Le mal que les modernes ont à trouver un style témoigne avec éclat de leur pauvreté spirituelle.

Il en est de même dans l'ordre de la grâce. La sainteté n'est pas une fabrication plaquée sur la nature ; elle ne coupe pas les racines de la nature, au contraire, elle s'en nourrit, elle ne méprise pas du tout ce qu'elle peut puiser dans ces racines. La sainteté, c'est la nature informée par la grâce, de telle sorte qu'on ne peut séparer ce qui est la grâce et ce qui est la nature. La sainteté ne demande pas qu'on soit insensible. Au contraire. Les grands artistes sont ceux qui créent dans la ligne de la Création. Les saints aussi, dans leur voie qui est supérieure, demeurent dans cette même ligne.

J'ai peur que notre urbanisme ne réussisse jamais à faire aussi bien que les constructions vivantes des siècles. Et pourquoi les demeures, les bourgades et les villes d'autrefois s'arrangeaient-elles si bien avec la nature ? Pourquoi de leur accord naissait-il une harmonie qui nous transporte encore aujourd'hui ? Cette harmonie était quelquefois voulue, cherchée ; la plupart du temps elle ne l'était pas. C'est que la vie de l'homme épousait constamment le réel.

En vérité, cet accord est la chose la plus subtile du monde ; c'est là que notre marque, à nous Français, se discerne le mieux. Dans la greffe du génie sur la nature, la réussite dépend d'un certain point très délicat que tout l'art est de découvrir, et c'est à cet art que nous devons une fécondité si aisée dans l'ordre de la pensée comme dans l'ordre de l'action. Peut-être est-ce là aussi qu'il faut chercher la source de cette mesure où on veut voir comme notre qualité propre. Mais même au Grand Siècle nous avons subi des tentations : Versailles et Vaux-le-Vicomte étaient bien des rêves d'urbanistes. Ces constructions ne me remplissent pas d'une admiration sans mélange.

.....

- Consigne A -
Dans le texte présenté, quelles constructions du Grand Siècle l'auteur qualifie-t-il de rêves d'urbanistes ?
- Consigne B -
Rédigez la suite du texte présenté sur la nature, la grâce et l'urbanisme, en partant de sa dernière phrase.
Le listing ne joue aucun rôle ici.

.....

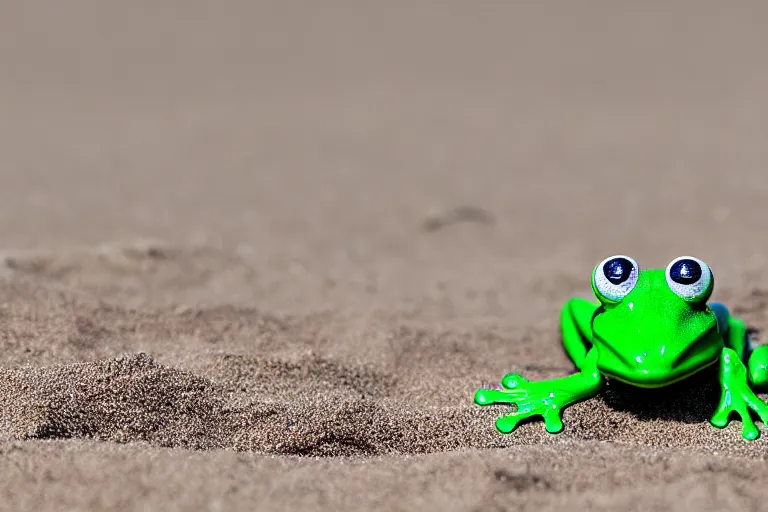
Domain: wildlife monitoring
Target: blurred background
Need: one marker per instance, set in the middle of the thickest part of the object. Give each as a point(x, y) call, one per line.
point(391, 154)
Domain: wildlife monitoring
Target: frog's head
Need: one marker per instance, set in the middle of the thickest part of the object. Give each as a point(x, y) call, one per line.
point(654, 326)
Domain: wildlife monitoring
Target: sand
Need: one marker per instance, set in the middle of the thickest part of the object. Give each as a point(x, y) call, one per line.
point(260, 255)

.....

- Résultat A -
Versailles et Vaux-le-Vicomte.

- Résultat B -
L'âge des archéologues

Alors, faute de génie pour créer du neuf, nous essayons de préserver l'ancien. Nous sommes à l'âge des musées et des archéologues, ce qui est toujours un aveu d'impuissance : déjà, l'époque alexandrine avait été une civilisation d'archéologues, c'est-à-dire de spécialistes de l'ancien. Les siècles passés n'avaient pas ce respect de l'ancien, et plus ils avaient un génie puissant, et moins ils étaient respectueux. Ils manifestaient généralement le plus profond mépris pour ce qui les avait précédés. Et cela s'explique : ils étaient bien trop occupés à exister et à s'exprimer pour faire l'effort de comprendre les arts défunts, leur art propre les prenait tout entiers.

J'aime cet irrespect. On peut regretter que les classiques n'aient pas compris l'art du Moyen Age, mais c'est un regret vain : sous bien des rapports, ils ont laissé s'éteindre des lumières que le Moyen Age avait fait briller, mais c'est peut-être inévitable. Ils ont été pourtant magnifiquement eux-mêmes, et cela seul importe. On me dira, je le sais, qu'ils ont admiré l'antiquité avec un respect religieux. Ce qui me frappe, c'est que l'imitation de l'antiquité a été pour eux un moyen d'élucider leurs propres idées, un chemin vers la conquête et l'affirmation de soi (l'imitation est toujours cela pour un grand artiste). Ils avaient commencé par l'érudition pour s'en débarrasser ensuite, et finalement ils attribuaient innocemment aux anciens, par une sorte d'inversion du respect, leurs propres conceptions ; ils s'étaient fabriqué peu à peu une antiquité à eux, qu'ils prenaient pour l'authentique.

Quand on est trop occupé à être soi-même, on n'a pas le temps de s'occuper de comprendre les autres. On leur prend ce qui peut nous être utile, et c'est tout.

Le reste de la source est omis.